### Task instructions
Render each line of the listing below as a JSON array of strings, one string per line, with blank lines omitted.

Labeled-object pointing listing
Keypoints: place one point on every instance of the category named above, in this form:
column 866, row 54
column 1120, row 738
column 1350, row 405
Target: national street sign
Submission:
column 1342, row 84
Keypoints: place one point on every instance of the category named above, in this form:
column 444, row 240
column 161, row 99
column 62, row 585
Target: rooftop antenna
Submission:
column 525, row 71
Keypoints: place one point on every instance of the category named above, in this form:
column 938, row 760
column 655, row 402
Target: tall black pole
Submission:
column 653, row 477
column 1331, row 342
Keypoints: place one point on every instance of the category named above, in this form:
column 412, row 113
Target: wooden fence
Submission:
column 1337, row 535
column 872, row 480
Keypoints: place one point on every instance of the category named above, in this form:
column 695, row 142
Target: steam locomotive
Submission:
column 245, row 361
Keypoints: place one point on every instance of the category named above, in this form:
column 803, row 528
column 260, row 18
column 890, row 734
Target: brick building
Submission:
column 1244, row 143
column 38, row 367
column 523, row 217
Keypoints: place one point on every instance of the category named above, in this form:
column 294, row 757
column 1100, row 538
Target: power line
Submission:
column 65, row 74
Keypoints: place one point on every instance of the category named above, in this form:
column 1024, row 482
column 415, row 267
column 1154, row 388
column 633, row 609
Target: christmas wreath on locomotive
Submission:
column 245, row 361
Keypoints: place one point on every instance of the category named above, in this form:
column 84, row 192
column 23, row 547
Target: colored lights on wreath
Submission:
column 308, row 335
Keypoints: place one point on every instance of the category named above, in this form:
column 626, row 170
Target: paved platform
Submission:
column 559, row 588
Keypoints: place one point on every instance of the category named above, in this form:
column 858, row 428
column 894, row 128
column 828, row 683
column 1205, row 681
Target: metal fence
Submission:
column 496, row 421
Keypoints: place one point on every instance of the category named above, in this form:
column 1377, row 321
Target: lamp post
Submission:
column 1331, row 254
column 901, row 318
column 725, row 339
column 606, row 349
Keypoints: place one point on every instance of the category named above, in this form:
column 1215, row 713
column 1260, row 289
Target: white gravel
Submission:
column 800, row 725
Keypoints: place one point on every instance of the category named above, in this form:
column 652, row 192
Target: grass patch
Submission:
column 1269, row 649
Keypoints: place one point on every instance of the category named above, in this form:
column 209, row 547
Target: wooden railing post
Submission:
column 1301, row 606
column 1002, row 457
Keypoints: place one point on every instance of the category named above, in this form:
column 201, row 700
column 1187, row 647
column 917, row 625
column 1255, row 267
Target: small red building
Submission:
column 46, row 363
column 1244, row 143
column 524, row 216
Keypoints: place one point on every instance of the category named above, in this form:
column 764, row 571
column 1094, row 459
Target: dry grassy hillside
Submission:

### Correct response
[
  "Keypoints: place one point on every instance of the category named above, in this form:",
  "column 866, row 54",
  "column 1120, row 738",
  "column 1350, row 405",
  "Target: national street sign",
  "Submission:",
  "column 1342, row 84",
  "Keypoints: place one point on every instance of the category named above, in this form:",
  "column 444, row 240",
  "column 161, row 99",
  "column 62, row 585",
  "Target: rooftop antenna",
  "Submission:",
  "column 525, row 71",
  "Keypoints: place one point on every instance of the category named above, in this form:",
  "column 938, row 760",
  "column 655, row 402",
  "Target: tall black pole",
  "Submission:",
  "column 653, row 477",
  "column 1331, row 342",
  "Keypoints: place one point on every instance of the category named above, in this form:",
  "column 412, row 113",
  "Target: wooden fence",
  "Submission:",
  "column 1337, row 535",
  "column 872, row 480",
  "Keypoints: place one point on every instance of the category named above, in this form:",
  "column 695, row 142",
  "Target: steam locomotive",
  "Submission:",
  "column 245, row 361",
  "Keypoints: place one point on every instance of the category named above, in this form:",
  "column 803, row 528",
  "column 260, row 18",
  "column 890, row 734",
  "Target: brick building",
  "Submission:",
  "column 1244, row 143",
  "column 38, row 367",
  "column 523, row 217",
  "Keypoints: place one point on every instance of the category named above, in this form:",
  "column 294, row 757",
  "column 1100, row 538",
  "Target: power line",
  "Submission:",
  "column 65, row 74",
  "Keypoints: place one point on every instance of the category named above, in this form:",
  "column 1024, row 482",
  "column 415, row 267",
  "column 1154, row 388",
  "column 633, row 609",
  "Target: christmas wreath on locomotive",
  "Submission:",
  "column 245, row 361",
  "Keypoints: place one point on every instance of the category named above, in this form:",
  "column 84, row 192",
  "column 23, row 547",
  "Target: colored lights on wreath",
  "Submission:",
  "column 308, row 335",
  "Keypoints: place one point on every instance of the category named above, in this form:",
  "column 626, row 170",
  "Target: paved platform",
  "Submission:",
  "column 559, row 588",
  "Keypoints: place one point on every instance of the category named above, in this form:",
  "column 858, row 428",
  "column 894, row 128",
  "column 828, row 683",
  "column 1205, row 681",
  "Target: metal fence",
  "Submission:",
  "column 496, row 421",
  "Keypoints: place one point on every instance of the category named above, in this form:",
  "column 1377, row 321",
  "Target: lamp post",
  "Submission:",
  "column 1331, row 254",
  "column 901, row 318",
  "column 725, row 339",
  "column 606, row 349",
  "Keypoints: place one point on every instance of the category named above, in this form:",
  "column 1215, row 713",
  "column 1260, row 289",
  "Target: white gravel",
  "Submission:",
  "column 800, row 725",
  "Keypoints: place one point on every instance of the category named above, in this form:",
  "column 652, row 192",
  "Target: grass patch",
  "Submission:",
  "column 1269, row 649",
  "Keypoints: place one point on every instance of the category named above, in this form:",
  "column 209, row 547",
  "Target: wooden railing post",
  "Submission:",
  "column 1301, row 606",
  "column 1002, row 457",
  "Keypoints: place one point on every instance of the category named above, in this form:",
  "column 201, row 700",
  "column 1187, row 647",
  "column 917, row 625",
  "column 1255, row 267",
  "Target: small red building",
  "Submission:",
  "column 46, row 363",
  "column 1244, row 143",
  "column 524, row 216",
  "Keypoints: place one point on every instance of the category named above, in this form:",
  "column 764, row 571",
  "column 1094, row 459",
  "Target: dry grassy hillside",
  "Submission:"
]